• Task requirements
Output the line containing "sunglasses, shaped like this sample" and all subsequent lines of the listing below, copied exactly, with no other lines.

++++ Record set ++++

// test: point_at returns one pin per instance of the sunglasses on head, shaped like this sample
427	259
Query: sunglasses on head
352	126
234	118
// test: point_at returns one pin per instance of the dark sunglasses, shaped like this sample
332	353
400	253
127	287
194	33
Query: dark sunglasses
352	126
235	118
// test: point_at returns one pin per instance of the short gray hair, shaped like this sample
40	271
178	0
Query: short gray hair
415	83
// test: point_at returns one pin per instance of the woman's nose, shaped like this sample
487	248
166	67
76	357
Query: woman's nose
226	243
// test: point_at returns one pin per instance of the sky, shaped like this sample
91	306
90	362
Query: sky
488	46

++++

• Result of this exercise
// test: point_at returns one pin per instance of the dark sunglasses, shaped like this sample
332	353
400	253
127	287
194	33
Query: dark sunglasses
352	126
235	118
// test: point_at returns one pin per instance of the short gray hair, shaped like this sample
40	271
178	0
Query: short gray hair
415	83
// test: point_at returns one pin per instance of the woman's nose, shaped like this sample
487	248
166	67
76	357
Query: woman's nose
226	243
// test: point_at returns one pin per instance of the sky, shaped like this sample
91	306
90	362
Query: sky
488	46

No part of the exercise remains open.